### Activity
Output every entry exactly as written, skipping any pictures.

### Available records
+++
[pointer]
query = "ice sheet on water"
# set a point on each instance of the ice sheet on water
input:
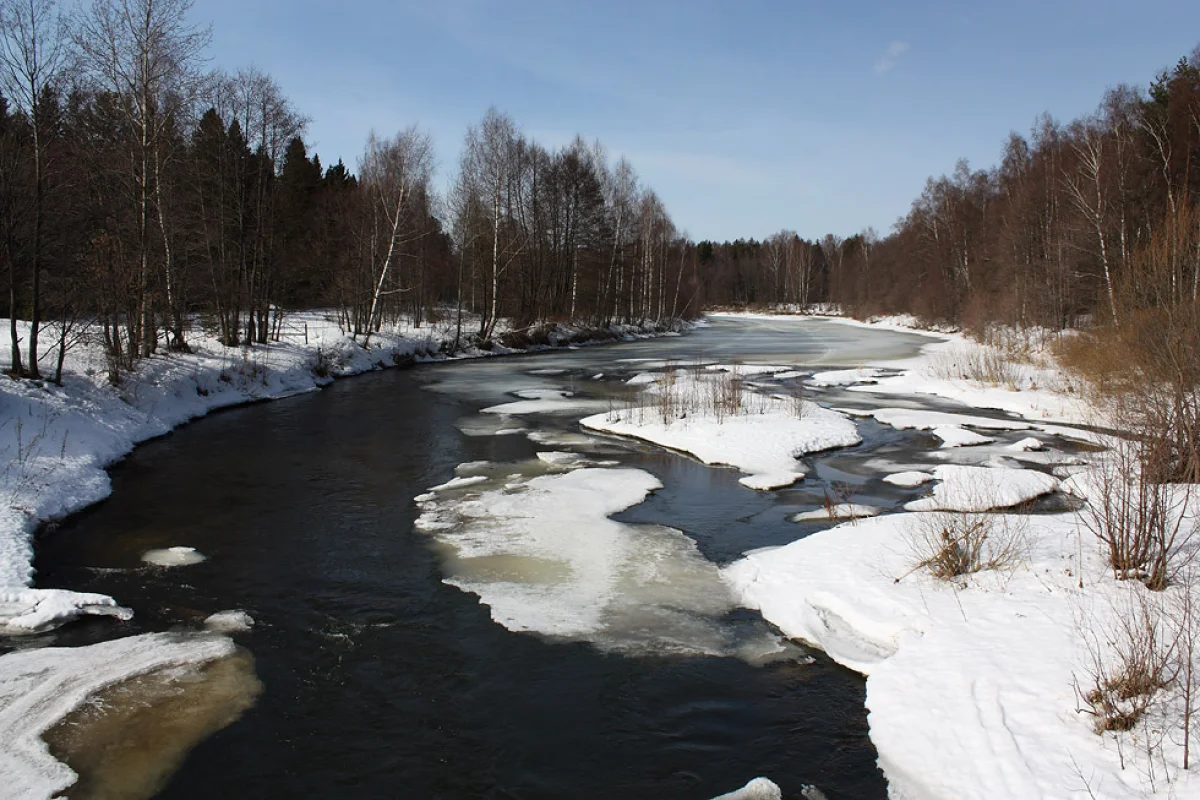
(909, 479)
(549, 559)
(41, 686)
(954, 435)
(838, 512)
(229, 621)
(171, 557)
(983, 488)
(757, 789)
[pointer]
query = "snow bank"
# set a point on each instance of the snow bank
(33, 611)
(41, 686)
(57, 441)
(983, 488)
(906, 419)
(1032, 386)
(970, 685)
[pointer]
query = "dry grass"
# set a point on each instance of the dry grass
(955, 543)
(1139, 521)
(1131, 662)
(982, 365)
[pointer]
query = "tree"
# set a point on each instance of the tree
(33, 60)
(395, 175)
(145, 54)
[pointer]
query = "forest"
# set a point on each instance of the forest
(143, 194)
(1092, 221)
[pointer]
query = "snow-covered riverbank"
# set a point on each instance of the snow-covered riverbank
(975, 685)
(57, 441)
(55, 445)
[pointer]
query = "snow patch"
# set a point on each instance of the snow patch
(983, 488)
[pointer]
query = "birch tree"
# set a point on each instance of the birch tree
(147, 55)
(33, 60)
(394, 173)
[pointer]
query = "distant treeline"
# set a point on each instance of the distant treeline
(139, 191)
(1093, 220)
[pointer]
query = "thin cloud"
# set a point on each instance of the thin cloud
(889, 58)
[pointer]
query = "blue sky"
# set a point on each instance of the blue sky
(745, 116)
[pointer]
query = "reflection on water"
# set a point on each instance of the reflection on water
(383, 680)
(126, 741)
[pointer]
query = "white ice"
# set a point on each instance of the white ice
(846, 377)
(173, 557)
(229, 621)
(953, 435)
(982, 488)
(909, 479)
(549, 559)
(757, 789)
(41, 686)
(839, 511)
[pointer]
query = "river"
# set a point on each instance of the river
+++
### Response below
[pointer]
query = "ice sheet on water"
# set a point on each instance of the ice sheet on water
input:
(909, 479)
(549, 559)
(41, 686)
(954, 435)
(838, 512)
(229, 621)
(171, 557)
(983, 488)
(757, 789)
[pointer]
query = "snow bank"
# set a point on each instance of the snow bank
(33, 611)
(41, 686)
(57, 441)
(983, 488)
(906, 419)
(1032, 386)
(970, 685)
[pointer]
query = "dry grass"
# set a point on each instance of the dry grass
(955, 543)
(1139, 521)
(1131, 662)
(982, 365)
[pointer]
query = "tree"
# set a point on each instance of the tree
(33, 60)
(395, 175)
(145, 54)
[pointer]
query = "forest"
# set a point on each instance of the forest
(143, 194)
(1092, 221)
[pointer]
query = "snow-covered riverbank"
# set a point on each instance of the snow-covered riverbank
(975, 685)
(57, 441)
(55, 445)
[pointer]
query = "snow patch"
# set a point on each instance of the snow patch
(983, 488)
[pointer]
query = "birch tree"
# set a point on each instance of the birch tree
(147, 55)
(33, 60)
(394, 173)
[pointer]
query = "distant treeline"
# set a point on each instance of the distant treeline
(139, 191)
(1093, 220)
[pointer]
query = "thin cloud"
# set a point on each instance of the thin cloud
(889, 58)
[pointer]
query = "blue sky"
# set a point on each instance of the blue sky
(745, 116)
[pointer]
query = "reflection on water"
# set a point on each instance of the reflection on water
(383, 680)
(126, 741)
[pointer]
query = "white ice"
# set a point on each instance of the white ice
(846, 377)
(173, 557)
(229, 621)
(953, 435)
(982, 488)
(909, 479)
(549, 559)
(757, 789)
(41, 686)
(839, 511)
[pointer]
query = "river"
# set a point on each instance of the river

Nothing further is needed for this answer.